*What is being asked:*
Lines in the following data that contain the string "picture" are to be counted. Report only their number.

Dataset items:
Segment Open

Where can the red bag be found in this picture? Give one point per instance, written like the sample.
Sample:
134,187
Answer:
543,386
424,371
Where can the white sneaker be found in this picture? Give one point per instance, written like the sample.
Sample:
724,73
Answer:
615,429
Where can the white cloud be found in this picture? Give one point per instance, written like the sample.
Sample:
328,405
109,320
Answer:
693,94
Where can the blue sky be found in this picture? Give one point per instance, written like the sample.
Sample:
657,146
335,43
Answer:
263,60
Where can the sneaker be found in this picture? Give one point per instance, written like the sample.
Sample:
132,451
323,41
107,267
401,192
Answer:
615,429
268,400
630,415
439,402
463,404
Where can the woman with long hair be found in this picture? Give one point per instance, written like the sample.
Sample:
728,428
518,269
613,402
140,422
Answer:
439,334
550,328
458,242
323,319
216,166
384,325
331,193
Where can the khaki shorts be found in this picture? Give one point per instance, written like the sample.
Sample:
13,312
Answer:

Segment Closed

*Solution for this task:*
7